# [Work instructions]
Copy out all the entries exactly.

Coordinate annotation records
--- Begin ---

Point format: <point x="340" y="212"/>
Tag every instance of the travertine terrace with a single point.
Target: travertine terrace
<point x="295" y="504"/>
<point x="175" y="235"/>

--- End ---

# [Completed exercise]
Point format: <point x="340" y="212"/>
Tag every instance of the travertine terrace with a single point.
Target: travertine terrace
<point x="295" y="504"/>
<point x="175" y="235"/>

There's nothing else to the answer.